§ **TASK TO COMPLETE**
From the data, return each line holding the word "water".
___ RECORDS SUPPLIED ___
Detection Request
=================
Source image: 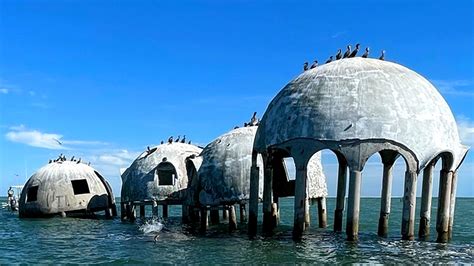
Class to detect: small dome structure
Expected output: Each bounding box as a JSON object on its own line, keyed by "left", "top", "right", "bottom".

{"left": 249, "top": 57, "right": 469, "bottom": 241}
{"left": 190, "top": 126, "right": 264, "bottom": 206}
{"left": 121, "top": 143, "right": 202, "bottom": 203}
{"left": 19, "top": 161, "right": 116, "bottom": 218}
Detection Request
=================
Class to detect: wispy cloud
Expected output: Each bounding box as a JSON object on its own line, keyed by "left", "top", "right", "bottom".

{"left": 432, "top": 79, "right": 474, "bottom": 97}
{"left": 456, "top": 115, "right": 474, "bottom": 146}
{"left": 5, "top": 125, "right": 108, "bottom": 150}
{"left": 0, "top": 88, "right": 8, "bottom": 94}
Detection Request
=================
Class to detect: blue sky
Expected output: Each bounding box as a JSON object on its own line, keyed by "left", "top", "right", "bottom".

{"left": 0, "top": 1, "right": 472, "bottom": 197}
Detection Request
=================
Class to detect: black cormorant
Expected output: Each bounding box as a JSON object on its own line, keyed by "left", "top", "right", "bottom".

{"left": 168, "top": 136, "right": 173, "bottom": 143}
{"left": 77, "top": 158, "right": 81, "bottom": 164}
{"left": 181, "top": 135, "right": 186, "bottom": 143}
{"left": 379, "top": 50, "right": 385, "bottom": 60}
{"left": 70, "top": 156, "right": 75, "bottom": 161}
{"left": 348, "top": 43, "right": 360, "bottom": 58}
{"left": 188, "top": 140, "right": 192, "bottom": 144}
{"left": 343, "top": 45, "right": 351, "bottom": 58}
{"left": 335, "top": 49, "right": 342, "bottom": 60}
{"left": 303, "top": 62, "right": 309, "bottom": 71}
{"left": 310, "top": 60, "right": 318, "bottom": 69}
{"left": 362, "top": 47, "right": 370, "bottom": 58}
{"left": 160, "top": 140, "right": 164, "bottom": 144}
{"left": 175, "top": 135, "right": 180, "bottom": 142}
{"left": 325, "top": 56, "right": 333, "bottom": 64}
{"left": 250, "top": 112, "right": 258, "bottom": 126}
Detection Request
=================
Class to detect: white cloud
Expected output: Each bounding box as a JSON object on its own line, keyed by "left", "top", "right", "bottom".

{"left": 5, "top": 125, "right": 108, "bottom": 150}
{"left": 0, "top": 88, "right": 8, "bottom": 94}
{"left": 432, "top": 79, "right": 474, "bottom": 97}
{"left": 456, "top": 116, "right": 474, "bottom": 145}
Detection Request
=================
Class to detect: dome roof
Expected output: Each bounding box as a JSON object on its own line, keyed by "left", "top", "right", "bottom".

{"left": 121, "top": 142, "right": 202, "bottom": 202}
{"left": 197, "top": 126, "right": 264, "bottom": 206}
{"left": 19, "top": 161, "right": 114, "bottom": 217}
{"left": 255, "top": 58, "right": 467, "bottom": 170}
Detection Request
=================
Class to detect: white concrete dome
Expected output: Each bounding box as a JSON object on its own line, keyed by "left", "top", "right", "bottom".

{"left": 255, "top": 57, "right": 468, "bottom": 171}
{"left": 19, "top": 161, "right": 115, "bottom": 218}
{"left": 121, "top": 142, "right": 202, "bottom": 202}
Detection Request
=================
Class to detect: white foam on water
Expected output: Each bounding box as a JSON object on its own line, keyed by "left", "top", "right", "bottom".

{"left": 139, "top": 218, "right": 164, "bottom": 235}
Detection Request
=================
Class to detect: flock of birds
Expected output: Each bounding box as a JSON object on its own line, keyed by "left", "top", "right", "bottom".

{"left": 303, "top": 44, "right": 386, "bottom": 71}
{"left": 160, "top": 135, "right": 192, "bottom": 145}
{"left": 234, "top": 112, "right": 260, "bottom": 129}
{"left": 49, "top": 154, "right": 90, "bottom": 165}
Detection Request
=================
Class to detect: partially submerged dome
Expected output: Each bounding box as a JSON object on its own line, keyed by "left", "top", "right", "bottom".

{"left": 19, "top": 161, "right": 116, "bottom": 218}
{"left": 192, "top": 126, "right": 264, "bottom": 206}
{"left": 255, "top": 57, "right": 468, "bottom": 171}
{"left": 121, "top": 143, "right": 202, "bottom": 202}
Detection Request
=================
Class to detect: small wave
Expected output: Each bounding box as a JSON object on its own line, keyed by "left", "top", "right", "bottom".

{"left": 139, "top": 218, "right": 165, "bottom": 235}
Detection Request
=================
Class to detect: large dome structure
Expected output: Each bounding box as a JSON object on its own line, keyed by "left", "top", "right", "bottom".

{"left": 19, "top": 160, "right": 116, "bottom": 218}
{"left": 248, "top": 57, "right": 469, "bottom": 242}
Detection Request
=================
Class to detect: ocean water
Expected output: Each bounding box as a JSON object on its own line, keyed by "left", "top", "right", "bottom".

{"left": 0, "top": 197, "right": 473, "bottom": 264}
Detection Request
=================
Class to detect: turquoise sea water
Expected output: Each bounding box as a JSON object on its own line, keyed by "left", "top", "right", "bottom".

{"left": 1, "top": 197, "right": 473, "bottom": 264}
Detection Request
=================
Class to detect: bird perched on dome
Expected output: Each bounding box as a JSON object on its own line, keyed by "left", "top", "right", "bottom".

{"left": 335, "top": 49, "right": 342, "bottom": 60}
{"left": 160, "top": 140, "right": 164, "bottom": 144}
{"left": 70, "top": 156, "right": 75, "bottom": 161}
{"left": 343, "top": 45, "right": 351, "bottom": 58}
{"left": 77, "top": 158, "right": 81, "bottom": 164}
{"left": 325, "top": 56, "right": 333, "bottom": 64}
{"left": 303, "top": 62, "right": 309, "bottom": 71}
{"left": 250, "top": 112, "right": 258, "bottom": 126}
{"left": 181, "top": 135, "right": 186, "bottom": 143}
{"left": 175, "top": 135, "right": 180, "bottom": 142}
{"left": 379, "top": 50, "right": 385, "bottom": 60}
{"left": 188, "top": 140, "right": 192, "bottom": 144}
{"left": 362, "top": 47, "right": 370, "bottom": 58}
{"left": 168, "top": 136, "right": 173, "bottom": 143}
{"left": 310, "top": 60, "right": 318, "bottom": 69}
{"left": 349, "top": 43, "right": 360, "bottom": 58}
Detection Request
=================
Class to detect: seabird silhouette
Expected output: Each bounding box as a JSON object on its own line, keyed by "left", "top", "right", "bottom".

{"left": 168, "top": 136, "right": 173, "bottom": 143}
{"left": 175, "top": 135, "right": 180, "bottom": 142}
{"left": 362, "top": 47, "right": 370, "bottom": 58}
{"left": 310, "top": 60, "right": 318, "bottom": 69}
{"left": 325, "top": 56, "right": 333, "bottom": 64}
{"left": 343, "top": 45, "right": 351, "bottom": 58}
{"left": 77, "top": 158, "right": 81, "bottom": 164}
{"left": 335, "top": 49, "right": 342, "bottom": 60}
{"left": 70, "top": 156, "right": 75, "bottom": 161}
{"left": 303, "top": 62, "right": 309, "bottom": 71}
{"left": 250, "top": 112, "right": 258, "bottom": 126}
{"left": 181, "top": 135, "right": 186, "bottom": 143}
{"left": 348, "top": 43, "right": 360, "bottom": 58}
{"left": 379, "top": 50, "right": 385, "bottom": 60}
___
§ **RESULT OF THIS EXERCISE**
Class to detect: white foam on water
Class to detect: ocean water
Class to detect: turquoise sea water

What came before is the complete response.